Brano da leggere:
^^^^^^^^
Altri – allora e, chissà!, forse ancor oggi –
potranno apprezzare la “penetrante saggezza tattica”
di questo appello.
Noi
vi vediamo invece il ribaltamento di una prospettiva e la confusione
di ogni limite di demarcazione tra programmi nati per contrapporsi
e combattersi, se i “comunisti” possono far proprio
quello fascista del 1919!
Vi
vediamo che nel nuovo programma dei “comunisti” è
spuntata, alla data del 1936 e per l’Italia che –
con la sanguinosa occupazione dell’ Etiopia – veleggia
verso “l’Impero”, la questione della nazione
da liberare da “parassiti e pescicani che la dissanguano
e opprimono” (svilimento dei contenuti della reale e unica
oppressione di classe con un linguaggio che ne sposta il merito
sul tema della nazione e ciò in assenza di riferimenti
a eventuali minacce straniere cui reagire – che, pur ci
fossero, beninteso, non sposterebbero di un grammo il nostro asse
comunista –).
Vi
leggiamo che a tal fine viene dichiarata, accettata, offerta la
disponibilità per ogni frontismo politico (dunque non mero
e necessario entrismo dei comunisti nell’organizzazione
sindacale fascista) e per qualsivoglia alleanza interclassista
(“con chiunque!”).
Indubbiamente
in questo appello c’è la difficoltà del PCd’I
ad organizzare la propria azione politica in Italia, la ridottissima
agibilità in tal senso e – proprio al massimo di
ogni plausibile benevola considerazione...– la tenacia a
non voler abbandonare il campo.
Ciò,
però, non spiega e non giustifica l’evidente snaturamento
di una prospettiva e di un programma che non sono più comunisti,
se ci si rivolge ai fascisti, vecchi e giovani, in nome della
nazione da salvare.
Una
politica che, su queste basi, non ha (non ha più) un programma
comunista proprio cui riferirsi, perché inalbera in modo
penoso e ridicolo il programma fascista!
Invece l’insoddisfazione dei giovani che nelle organizzazioni
del regime si mostravano sensibili ai temi sociali e ai proclami
pseudo-rivoluzionari agitati dal fascismo – insoddisfazione
che il vertice togliattiano del futuro PCI puntava ad intercettare,
con mille ossequi ed attenzioni a non criticare troppo o a non
criticare affatto direttamente il fascismo – avrebbero avuto
bisogno di tutt’altro programma e del corrispondente linguaggio,
posto che quelle inquietudini affondavano le radici in una fase
storica di profonda crisi del capitalismo tuttora irrisolta, e
soprattutto resa cupa alla data del 1936 dalla sconfitta –
peraltro recente e dunque non ancora a quella data definitiva
– della rivoluzione proletaria che aveva tentanto di uscirne
a sinistra, con il conseguente incubarsi, in difetto del rilancio
della prospettiva internazionalista di classe, di altre paurose
guerre fratricide all’orizzonte".
^^^^^^^^
Record del dataset:
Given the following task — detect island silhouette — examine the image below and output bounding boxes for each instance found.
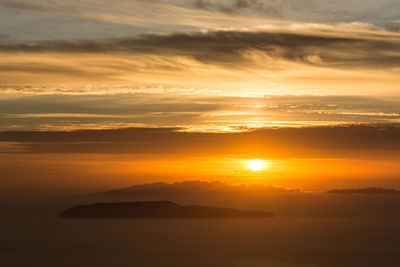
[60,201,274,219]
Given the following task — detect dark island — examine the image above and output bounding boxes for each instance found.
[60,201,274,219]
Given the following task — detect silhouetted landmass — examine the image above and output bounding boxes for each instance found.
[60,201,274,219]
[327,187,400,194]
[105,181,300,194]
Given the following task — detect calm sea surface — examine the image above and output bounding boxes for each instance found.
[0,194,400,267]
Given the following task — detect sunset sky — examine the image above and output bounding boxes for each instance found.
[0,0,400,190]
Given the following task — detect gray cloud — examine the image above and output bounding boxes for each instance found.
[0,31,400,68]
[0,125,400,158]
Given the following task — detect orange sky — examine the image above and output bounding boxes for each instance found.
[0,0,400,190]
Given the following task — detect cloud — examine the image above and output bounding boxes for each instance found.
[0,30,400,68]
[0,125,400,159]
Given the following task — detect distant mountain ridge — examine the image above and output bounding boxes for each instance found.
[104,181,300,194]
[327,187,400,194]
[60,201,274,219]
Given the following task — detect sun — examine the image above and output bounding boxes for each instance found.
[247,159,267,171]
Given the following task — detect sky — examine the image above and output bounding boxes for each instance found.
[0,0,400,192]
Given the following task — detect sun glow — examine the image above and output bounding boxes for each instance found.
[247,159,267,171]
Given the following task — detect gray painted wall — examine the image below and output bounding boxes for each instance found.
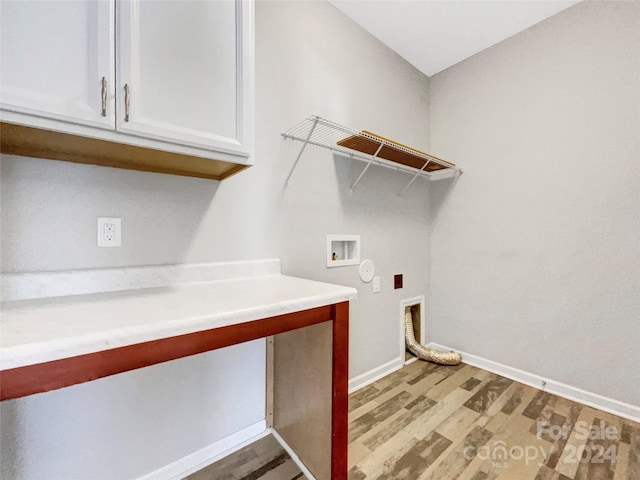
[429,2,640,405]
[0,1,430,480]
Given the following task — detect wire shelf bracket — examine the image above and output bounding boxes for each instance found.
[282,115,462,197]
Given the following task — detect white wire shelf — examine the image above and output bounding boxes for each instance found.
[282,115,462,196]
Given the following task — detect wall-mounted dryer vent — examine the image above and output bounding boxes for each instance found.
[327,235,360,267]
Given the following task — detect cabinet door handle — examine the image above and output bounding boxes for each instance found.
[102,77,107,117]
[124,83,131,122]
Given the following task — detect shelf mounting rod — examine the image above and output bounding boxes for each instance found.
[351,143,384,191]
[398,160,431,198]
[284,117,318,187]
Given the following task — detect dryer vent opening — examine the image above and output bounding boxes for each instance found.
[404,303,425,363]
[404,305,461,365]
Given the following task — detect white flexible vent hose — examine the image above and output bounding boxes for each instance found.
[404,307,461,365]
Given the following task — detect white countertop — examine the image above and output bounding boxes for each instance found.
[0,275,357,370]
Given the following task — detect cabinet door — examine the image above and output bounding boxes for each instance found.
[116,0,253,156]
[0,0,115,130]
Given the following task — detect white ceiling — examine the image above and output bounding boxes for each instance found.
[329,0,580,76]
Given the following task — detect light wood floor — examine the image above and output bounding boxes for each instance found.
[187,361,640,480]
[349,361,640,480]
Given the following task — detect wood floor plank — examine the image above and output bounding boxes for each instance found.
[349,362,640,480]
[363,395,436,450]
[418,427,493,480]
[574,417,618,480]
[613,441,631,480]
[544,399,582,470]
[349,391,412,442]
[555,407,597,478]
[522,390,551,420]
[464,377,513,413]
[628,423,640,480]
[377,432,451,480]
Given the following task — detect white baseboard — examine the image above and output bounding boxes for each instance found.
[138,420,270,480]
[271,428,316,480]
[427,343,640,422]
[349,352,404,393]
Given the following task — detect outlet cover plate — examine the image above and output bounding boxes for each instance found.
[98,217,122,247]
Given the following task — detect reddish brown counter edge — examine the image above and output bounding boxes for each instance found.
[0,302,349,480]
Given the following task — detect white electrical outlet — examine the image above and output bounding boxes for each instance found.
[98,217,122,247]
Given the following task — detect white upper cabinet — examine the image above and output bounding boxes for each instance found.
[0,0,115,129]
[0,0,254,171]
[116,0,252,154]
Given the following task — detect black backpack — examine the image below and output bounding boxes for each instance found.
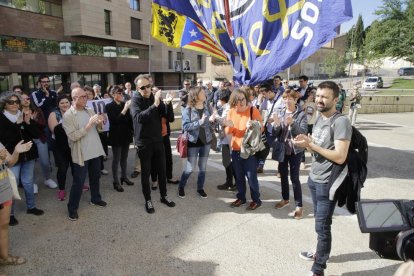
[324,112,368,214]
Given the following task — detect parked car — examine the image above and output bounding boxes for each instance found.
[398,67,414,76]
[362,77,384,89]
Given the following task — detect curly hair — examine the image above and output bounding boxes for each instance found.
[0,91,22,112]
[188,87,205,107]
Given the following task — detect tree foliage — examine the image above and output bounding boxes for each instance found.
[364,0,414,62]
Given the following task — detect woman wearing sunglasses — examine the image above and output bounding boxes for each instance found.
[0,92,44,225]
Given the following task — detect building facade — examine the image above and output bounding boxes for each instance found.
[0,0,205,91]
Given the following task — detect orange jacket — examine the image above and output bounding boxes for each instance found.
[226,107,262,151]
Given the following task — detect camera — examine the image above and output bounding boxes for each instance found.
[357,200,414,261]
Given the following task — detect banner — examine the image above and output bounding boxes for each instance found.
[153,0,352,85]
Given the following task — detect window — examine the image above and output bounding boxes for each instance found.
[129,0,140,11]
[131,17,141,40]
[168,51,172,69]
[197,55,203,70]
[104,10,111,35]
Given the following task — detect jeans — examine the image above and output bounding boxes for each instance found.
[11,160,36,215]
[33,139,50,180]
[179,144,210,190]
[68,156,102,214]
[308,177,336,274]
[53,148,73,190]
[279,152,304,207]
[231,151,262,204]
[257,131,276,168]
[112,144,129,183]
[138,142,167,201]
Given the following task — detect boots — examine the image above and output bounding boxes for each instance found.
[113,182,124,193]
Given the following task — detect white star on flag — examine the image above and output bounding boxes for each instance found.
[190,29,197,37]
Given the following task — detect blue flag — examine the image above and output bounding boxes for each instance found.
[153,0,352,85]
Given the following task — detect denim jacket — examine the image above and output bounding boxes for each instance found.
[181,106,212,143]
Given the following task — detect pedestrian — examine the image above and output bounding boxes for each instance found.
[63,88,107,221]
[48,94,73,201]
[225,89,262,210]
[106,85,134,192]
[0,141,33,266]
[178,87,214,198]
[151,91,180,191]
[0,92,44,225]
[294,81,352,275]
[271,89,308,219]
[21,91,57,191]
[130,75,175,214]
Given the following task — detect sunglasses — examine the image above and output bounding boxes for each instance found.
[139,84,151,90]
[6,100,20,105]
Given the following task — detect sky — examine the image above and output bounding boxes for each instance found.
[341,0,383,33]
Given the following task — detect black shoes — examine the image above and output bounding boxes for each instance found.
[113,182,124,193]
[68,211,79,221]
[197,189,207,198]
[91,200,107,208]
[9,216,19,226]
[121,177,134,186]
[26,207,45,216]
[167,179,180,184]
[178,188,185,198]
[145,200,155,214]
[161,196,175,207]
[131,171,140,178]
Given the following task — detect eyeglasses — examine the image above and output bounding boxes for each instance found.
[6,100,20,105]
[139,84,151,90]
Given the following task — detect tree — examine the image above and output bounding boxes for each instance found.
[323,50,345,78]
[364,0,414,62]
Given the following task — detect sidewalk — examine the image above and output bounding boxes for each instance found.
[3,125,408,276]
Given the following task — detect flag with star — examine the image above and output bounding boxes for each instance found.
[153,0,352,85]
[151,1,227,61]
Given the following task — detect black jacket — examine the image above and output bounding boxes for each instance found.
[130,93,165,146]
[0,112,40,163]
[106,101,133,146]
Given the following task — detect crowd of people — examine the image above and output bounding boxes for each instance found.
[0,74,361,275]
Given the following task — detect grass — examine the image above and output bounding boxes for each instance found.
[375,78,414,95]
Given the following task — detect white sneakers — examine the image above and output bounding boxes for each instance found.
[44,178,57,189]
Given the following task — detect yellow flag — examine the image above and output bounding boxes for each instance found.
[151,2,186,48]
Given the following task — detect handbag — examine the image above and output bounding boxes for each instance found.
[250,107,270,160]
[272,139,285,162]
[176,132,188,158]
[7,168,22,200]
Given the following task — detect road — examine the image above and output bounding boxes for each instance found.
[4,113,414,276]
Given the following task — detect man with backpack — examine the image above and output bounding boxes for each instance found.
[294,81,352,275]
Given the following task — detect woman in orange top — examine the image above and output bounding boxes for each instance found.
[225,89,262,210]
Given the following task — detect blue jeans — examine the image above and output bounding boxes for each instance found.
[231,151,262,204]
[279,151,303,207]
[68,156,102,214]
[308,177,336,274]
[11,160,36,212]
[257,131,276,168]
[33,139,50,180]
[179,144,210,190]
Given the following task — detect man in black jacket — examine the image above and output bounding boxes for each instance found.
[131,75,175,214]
^^^^^^^^
Rispondi alle domande seguenti sul brano.
(a) Quale occupazione cita il brano a proposito dell'Italia del 1936?
(b) Con quale espressione tra virgolette il brano riassume la disponibilità per qualsivoglia alleanza interclassista?
(c) Quale programma, secondo il brano, viene inalberato "in modo penoso e ridicolo"?

(a) La sanguinosa occupazione dell'Etiopia.
(b) "con chiunque!"
(c) Il programma fascista.